─── Page ───

Raise Your Glass Around the World

An anonymous Egyptian from 2200 BC said “The mouth of a perfectly happy man is filled with beer.” Apparently not only were the Egyptians incredible engineers and builders, but also great philosophers.

Every country in the world has some sort of traditional drinking toast. They are usually just one or two words, but sometimes they take the form of short speeches, or prayers. One of my favorites is often credited to the Irish.

“May those that love us, love us. And for those who don’t may God turn their hearts. And if He can’t turn their hearts may he turn their ankles so we’ll know them by their limp!”

With few exceptions toasts should be brief, especially if a meal is being served. There’s nothing worse than listening to some someone drone on while your food is getting cold.

Most cultures have just one or two standard toasts, usually wishing others good health, or more drink. However, where the English toast “Bottoms up!” might refer to the bottom of the glass, the Hawaiian toast “Okole Maluna” literally means “buttocks up”.

─── Entries supplied ───

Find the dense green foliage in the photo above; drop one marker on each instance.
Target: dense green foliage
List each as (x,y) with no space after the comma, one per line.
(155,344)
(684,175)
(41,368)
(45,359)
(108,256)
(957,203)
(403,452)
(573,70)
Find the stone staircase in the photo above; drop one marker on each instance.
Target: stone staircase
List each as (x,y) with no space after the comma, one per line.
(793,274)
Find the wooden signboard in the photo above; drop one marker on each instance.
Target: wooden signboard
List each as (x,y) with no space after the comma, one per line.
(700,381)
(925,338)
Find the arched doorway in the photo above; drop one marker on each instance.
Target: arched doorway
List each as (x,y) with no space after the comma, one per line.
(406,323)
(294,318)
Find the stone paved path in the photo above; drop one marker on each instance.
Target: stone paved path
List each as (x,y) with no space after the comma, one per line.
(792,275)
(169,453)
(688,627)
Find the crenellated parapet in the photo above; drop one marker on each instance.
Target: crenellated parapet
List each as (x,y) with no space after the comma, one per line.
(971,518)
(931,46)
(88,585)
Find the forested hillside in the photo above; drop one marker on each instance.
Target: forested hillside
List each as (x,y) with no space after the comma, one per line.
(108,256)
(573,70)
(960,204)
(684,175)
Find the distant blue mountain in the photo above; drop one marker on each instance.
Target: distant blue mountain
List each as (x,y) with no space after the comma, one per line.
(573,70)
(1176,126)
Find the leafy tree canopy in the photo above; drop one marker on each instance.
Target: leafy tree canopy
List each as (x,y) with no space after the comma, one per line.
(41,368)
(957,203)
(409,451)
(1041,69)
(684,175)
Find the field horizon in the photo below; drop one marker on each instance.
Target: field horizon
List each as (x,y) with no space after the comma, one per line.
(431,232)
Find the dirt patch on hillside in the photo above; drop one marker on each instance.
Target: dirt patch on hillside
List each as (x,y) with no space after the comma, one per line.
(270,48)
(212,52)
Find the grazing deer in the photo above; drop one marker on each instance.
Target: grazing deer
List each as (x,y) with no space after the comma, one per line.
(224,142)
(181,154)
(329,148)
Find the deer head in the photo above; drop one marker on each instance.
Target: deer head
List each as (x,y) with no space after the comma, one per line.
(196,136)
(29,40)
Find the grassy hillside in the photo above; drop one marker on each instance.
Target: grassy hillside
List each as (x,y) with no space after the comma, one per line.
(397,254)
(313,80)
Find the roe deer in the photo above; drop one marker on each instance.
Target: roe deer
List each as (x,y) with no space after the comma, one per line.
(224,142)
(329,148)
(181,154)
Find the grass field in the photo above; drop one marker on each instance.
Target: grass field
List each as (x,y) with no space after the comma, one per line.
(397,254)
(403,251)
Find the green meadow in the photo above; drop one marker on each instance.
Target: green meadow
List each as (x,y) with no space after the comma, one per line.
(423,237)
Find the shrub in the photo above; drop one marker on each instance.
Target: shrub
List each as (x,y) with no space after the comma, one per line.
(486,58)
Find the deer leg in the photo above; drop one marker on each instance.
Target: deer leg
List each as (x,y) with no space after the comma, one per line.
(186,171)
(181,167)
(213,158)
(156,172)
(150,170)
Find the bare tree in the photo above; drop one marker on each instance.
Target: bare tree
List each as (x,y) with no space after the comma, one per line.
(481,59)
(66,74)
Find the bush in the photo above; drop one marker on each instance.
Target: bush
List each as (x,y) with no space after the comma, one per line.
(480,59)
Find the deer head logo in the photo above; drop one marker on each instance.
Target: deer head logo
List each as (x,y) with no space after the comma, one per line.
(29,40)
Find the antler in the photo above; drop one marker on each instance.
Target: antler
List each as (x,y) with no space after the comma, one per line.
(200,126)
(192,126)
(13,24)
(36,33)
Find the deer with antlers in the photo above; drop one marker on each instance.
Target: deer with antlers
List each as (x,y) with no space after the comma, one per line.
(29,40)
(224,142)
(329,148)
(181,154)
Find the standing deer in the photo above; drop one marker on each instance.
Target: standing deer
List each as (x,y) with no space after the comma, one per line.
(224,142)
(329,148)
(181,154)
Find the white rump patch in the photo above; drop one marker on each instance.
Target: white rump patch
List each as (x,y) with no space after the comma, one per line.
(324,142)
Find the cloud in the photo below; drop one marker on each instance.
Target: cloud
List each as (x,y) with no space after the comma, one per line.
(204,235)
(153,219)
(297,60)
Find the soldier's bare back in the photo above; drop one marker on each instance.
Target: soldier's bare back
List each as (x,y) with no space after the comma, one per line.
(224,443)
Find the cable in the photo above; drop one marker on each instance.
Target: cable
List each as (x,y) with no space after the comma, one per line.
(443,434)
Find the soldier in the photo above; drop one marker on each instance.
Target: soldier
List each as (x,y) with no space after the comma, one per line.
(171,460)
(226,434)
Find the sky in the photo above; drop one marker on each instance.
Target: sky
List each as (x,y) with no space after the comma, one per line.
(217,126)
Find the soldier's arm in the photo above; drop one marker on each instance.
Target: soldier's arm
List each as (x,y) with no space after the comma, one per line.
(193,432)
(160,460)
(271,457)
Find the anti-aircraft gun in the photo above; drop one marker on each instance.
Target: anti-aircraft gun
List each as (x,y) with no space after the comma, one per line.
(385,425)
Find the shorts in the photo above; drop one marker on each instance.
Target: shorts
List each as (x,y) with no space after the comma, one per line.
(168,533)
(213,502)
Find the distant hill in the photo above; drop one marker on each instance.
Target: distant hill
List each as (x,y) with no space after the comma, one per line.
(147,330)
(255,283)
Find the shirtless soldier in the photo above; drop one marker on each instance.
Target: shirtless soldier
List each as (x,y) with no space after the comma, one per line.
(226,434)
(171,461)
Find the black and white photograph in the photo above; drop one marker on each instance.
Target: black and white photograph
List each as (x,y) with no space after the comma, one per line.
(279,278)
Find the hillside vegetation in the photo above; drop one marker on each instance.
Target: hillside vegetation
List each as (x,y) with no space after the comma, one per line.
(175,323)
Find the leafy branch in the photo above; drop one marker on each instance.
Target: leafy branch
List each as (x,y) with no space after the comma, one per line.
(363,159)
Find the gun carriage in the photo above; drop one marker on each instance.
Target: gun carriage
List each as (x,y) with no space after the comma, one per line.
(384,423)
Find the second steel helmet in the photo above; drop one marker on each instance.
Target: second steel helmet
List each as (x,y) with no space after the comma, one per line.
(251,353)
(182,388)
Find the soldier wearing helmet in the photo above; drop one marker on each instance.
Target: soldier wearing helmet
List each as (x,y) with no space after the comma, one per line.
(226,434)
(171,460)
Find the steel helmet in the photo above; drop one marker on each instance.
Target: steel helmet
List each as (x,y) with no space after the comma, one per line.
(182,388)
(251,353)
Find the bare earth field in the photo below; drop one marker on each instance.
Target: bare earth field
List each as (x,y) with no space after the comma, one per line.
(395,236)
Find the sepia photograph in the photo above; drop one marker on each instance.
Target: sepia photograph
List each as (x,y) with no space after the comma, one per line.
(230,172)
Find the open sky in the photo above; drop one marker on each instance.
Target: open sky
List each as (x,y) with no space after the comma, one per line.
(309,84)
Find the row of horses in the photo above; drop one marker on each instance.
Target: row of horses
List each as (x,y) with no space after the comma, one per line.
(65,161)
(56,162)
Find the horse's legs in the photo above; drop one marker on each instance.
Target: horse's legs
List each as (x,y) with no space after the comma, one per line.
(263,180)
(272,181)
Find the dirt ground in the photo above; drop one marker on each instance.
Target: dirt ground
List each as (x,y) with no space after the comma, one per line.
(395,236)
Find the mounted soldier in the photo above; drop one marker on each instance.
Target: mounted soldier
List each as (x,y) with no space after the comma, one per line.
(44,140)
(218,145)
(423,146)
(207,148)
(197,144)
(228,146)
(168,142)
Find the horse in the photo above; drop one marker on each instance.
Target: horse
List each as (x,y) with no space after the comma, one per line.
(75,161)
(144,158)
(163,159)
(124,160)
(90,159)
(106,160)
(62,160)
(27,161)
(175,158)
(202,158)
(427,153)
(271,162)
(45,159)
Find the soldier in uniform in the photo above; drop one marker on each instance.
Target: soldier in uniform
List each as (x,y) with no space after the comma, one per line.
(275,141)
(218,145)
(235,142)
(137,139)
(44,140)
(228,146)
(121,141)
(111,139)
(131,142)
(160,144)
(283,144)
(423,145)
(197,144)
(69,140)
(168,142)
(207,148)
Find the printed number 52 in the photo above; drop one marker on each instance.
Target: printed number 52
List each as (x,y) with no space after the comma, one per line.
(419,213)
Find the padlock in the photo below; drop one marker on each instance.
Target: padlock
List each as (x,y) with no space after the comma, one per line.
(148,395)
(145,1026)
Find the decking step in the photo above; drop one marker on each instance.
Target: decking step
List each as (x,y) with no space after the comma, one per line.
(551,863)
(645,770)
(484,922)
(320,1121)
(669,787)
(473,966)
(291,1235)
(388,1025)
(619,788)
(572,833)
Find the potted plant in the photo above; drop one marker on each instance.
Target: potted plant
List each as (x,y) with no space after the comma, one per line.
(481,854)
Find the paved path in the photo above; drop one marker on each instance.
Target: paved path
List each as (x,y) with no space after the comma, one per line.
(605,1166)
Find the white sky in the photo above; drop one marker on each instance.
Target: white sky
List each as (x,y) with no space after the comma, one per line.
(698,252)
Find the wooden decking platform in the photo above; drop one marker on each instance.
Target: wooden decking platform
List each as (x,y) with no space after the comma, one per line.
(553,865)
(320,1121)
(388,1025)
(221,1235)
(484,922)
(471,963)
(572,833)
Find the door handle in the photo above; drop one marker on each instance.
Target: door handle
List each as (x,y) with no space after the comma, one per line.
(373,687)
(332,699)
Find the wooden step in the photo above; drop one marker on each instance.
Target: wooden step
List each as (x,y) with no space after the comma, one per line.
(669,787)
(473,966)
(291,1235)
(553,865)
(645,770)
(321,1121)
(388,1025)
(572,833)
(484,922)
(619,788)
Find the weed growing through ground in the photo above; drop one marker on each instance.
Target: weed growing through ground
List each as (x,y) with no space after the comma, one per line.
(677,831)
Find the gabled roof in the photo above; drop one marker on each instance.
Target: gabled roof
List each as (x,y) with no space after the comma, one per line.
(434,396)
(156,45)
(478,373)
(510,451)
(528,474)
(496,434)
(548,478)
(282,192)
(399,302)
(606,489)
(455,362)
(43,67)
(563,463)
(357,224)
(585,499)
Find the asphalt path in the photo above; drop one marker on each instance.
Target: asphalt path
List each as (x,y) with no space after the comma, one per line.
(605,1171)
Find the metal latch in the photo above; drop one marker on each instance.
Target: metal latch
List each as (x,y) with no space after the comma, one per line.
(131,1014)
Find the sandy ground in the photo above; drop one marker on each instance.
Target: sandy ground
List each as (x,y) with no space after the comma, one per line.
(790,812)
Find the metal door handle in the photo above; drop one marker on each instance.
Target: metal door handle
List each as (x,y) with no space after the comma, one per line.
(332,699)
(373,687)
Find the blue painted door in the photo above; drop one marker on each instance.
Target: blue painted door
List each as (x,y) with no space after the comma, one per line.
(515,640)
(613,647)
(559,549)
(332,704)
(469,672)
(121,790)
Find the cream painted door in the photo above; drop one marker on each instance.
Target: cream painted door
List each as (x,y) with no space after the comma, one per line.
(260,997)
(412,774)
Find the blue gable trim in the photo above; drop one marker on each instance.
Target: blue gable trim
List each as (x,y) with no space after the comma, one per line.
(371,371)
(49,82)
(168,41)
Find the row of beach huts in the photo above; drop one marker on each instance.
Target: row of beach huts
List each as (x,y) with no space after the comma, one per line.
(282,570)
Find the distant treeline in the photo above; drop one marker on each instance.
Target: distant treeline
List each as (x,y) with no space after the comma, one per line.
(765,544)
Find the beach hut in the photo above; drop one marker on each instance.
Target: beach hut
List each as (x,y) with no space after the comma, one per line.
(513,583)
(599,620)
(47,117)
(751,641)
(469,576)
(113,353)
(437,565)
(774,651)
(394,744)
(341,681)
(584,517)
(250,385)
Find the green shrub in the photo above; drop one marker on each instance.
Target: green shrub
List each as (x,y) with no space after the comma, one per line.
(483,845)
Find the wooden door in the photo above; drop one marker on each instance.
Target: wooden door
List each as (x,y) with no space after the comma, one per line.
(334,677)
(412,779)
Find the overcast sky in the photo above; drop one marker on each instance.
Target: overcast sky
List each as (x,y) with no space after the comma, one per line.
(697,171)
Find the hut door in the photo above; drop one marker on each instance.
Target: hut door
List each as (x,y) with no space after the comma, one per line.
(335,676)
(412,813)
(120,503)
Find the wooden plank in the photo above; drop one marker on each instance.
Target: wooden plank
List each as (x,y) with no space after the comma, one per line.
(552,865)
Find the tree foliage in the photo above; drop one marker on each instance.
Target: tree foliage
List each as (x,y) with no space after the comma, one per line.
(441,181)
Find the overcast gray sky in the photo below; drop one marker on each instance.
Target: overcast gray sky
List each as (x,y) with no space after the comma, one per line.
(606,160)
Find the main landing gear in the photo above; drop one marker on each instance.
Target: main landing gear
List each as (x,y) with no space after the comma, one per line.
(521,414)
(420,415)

───

* **What needs to be done**
Write the next part of the article on drinking toasts around the world, starting right after the sentence ending "literally means “buttocks up”."

* **Written answer**
Here is a list of multi-national toasts to impress your friends or use as a sign of respect to someone from another country. This is just a sampling of simple drinking toasts from around the world and is in no way meant to be definitive.

Armenian- “Genatzt” (Jen’ at set)

Chinese- “Gan Bei”

Czech- “Na Zdravi” (Naz dravyeh)

Danish- “Skål” (Skol)

Dutch- “Proost”

Estonian- “Tervist”

Finnish- “Kippis”

French- “Sante”

German- “Prosit”

Hebrew- “Le Chaim”

Hungarian- “Egeszsegedre” (Eggaysh egguhdre)

Irish- “Slainte”

Italian- “Salute” (formal) or

Italian- “Cin Cin” (informal)

Japanese- “Banzai” (long life) or

Japanese- “Kanpai” (dry glass!)

Korean- “Konbe”

Lithuanian- “I Sveikata” (Ee, say katta)

Pakistani- “Sanda Bashi”

Polish- “Vivat”

Portuguese- “Saúde”

Romanian- “Noroc”

Romany/Gypsy- “Bahkt Tu Kel”

Russian- “Za Vashe Zdorovye” (Vashez darovya)

Spanish- “Salud”

Ukranian- “Bud Mo”

Welsh-” Lechyd Da” (Yakee da)

Zulu- “Oogy Wawa”

No matter how you say it, the sentiment is nearly always the same. May you always have good health, and may your cup never run dry. Cheers!

Moon River Brewing: Toast with a Ghost!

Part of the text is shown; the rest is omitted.